### EXCERPTED PASSAGE
Plasma levels and mRNA expression of proinflammatory cytokines (tumor necrosis factor (TNF)-α, interleukin (IL)-1β, and IL-6) were markedly elevated in endothelium-specific CRIF1-knockout mice and CRIF1-silenced endothelial cells, respectively. Moreover, CRIF1 deficiency-induced vascular adhesion molecule-1 (VCAM-1) expression was consistently attenuated by the antioxidant N-acetyl-cysteine and NF-κB inhibitor (BAY11). We next showed that siRNA-mediated CRIF1 downregulation markedly activated NF-κB. SIRT1 overexpression not only rescued CRIF1 deficiency-induced NF-κB activation but also decreased inflammatory cytokines (TNF-α, IL-1β, and IL-6) and VCAM-1 expression levels in endothelial cells.

These results strongly suggest that CRIF1 deficiency promotes endothelial cell inflammation by increasing VCAM-1 expression, elevating inflammatory cytokines levels, and activating the transcription factor NF-κB, all of which were inhibited by SIRT1 overexpression.

Partial Text

Endothelial cells, which are located in the inner monolayer of the blood vessels, play important roles in maintaining vascular homeostasis and regulating the circulatory system [1]. A considerable amount of research has shown that endothelial dysfunction is an early determinant of the development of many cardiovascular diseases such as hypertension, hypercholesterolemia, and atherosclerosis [1–3]. Mitochondria are present in relatively low concentration (2–6%) with low energy requirement in endothelial cells compared to other cell types [4]. Although mitochondria are not the major source of energy production in endothelial cells, they are the main cellular sites of reactive oxygen species (ROS) production and serve as important ROS regulator of intracellular signaling pathways [5, 6]. Many studies have strongly approved that increased mitochondrial ROS production would contribute to endothelial dysfunction in the setting of cardiovascular disease [7, 8]. Endothelial dysfunction in turn promotes vascular inflammation by inducing the production of adhesion molecules, like vascular cell adhesion molecule-1 (VCAM-1) and intercellular cell adhesion molecule-1 (ICAM-1), inflammatory mediators like cytokines, and vasoconstrictors [9].

### DATASET EXTRACT
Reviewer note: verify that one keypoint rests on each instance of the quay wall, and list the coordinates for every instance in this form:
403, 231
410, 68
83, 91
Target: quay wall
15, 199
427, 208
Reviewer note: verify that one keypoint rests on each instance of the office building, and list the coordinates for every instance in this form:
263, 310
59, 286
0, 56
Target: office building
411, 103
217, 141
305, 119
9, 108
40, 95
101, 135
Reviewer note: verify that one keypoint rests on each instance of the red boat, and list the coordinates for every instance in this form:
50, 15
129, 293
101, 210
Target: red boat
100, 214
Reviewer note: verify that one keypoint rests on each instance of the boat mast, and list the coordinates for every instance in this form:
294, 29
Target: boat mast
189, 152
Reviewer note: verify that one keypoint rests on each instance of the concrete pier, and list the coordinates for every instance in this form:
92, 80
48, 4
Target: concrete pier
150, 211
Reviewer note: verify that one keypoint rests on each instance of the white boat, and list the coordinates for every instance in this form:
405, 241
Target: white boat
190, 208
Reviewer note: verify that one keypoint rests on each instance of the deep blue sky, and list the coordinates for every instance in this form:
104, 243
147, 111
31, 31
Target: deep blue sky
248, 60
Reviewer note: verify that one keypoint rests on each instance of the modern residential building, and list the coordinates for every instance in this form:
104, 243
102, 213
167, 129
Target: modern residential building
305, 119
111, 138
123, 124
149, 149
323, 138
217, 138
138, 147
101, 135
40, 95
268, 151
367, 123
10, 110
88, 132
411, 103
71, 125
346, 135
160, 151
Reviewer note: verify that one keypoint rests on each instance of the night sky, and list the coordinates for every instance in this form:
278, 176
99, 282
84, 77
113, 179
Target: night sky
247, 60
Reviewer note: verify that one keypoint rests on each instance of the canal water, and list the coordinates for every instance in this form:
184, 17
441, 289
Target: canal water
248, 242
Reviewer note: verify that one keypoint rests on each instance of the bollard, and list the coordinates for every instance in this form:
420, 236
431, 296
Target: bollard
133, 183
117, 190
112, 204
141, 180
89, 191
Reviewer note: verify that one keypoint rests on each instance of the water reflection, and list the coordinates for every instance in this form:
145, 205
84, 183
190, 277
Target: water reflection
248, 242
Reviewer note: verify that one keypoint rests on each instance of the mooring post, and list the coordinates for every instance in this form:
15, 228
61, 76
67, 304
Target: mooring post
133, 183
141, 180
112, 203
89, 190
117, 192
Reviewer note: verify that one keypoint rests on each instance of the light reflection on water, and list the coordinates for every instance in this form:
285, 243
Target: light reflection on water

### EXERCISE
For each statement, answer yes or no according to the passage on CRIF1 deficiency, and quote the words that decide it. 1. SIRT1 overexpression lowered VCAM-1 expression in endothelial cells. 2. Mitochondria are the major source of energy production in endothelial cells. 3. Downregulating CRIF1 with siRNA suppressed NF-κB. The data have no connection to the passage on CRIF1 deficiency.

### SOLUTION
1. Yes: "SIRT1 overexpression not only rescued CRIF1 deficiency-induced NF-κB activation but also decreased inflammatory cytokines (TNF-α, IL-1β, and IL-6) and VCAM-1 expression levels in endothelial cells."
2. No: "Although mitochondria are not the major source of energy production in endothelial cells"
3. No: "siRNA-mediated CRIF1 downregulation markedly activated NF-κB."